- **Aim of the task**: Output exactly the lines from the one holding "<point>539,732</point>" through the final line of the entries.

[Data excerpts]

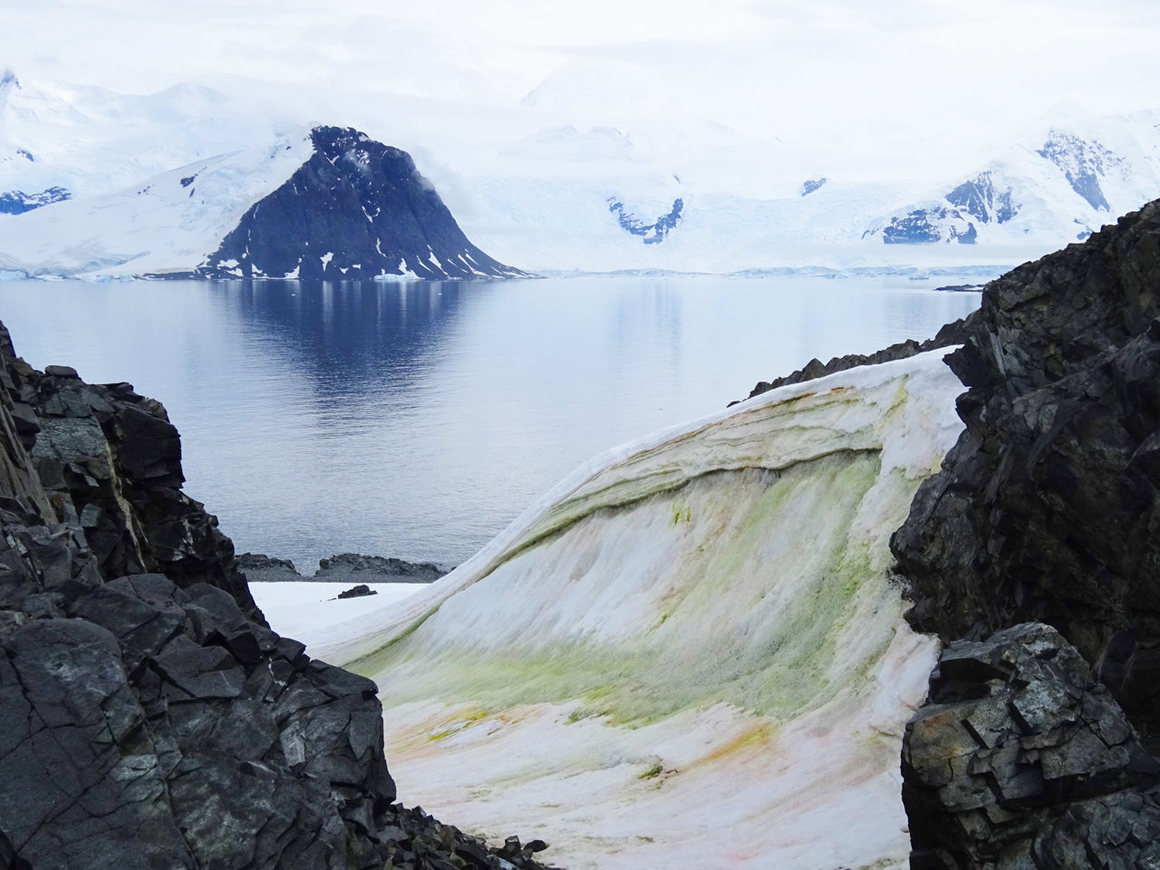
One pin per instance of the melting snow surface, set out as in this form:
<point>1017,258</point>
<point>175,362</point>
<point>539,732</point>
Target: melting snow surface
<point>690,652</point>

- **Answer below**:
<point>539,732</point>
Target: melting snow surface
<point>690,652</point>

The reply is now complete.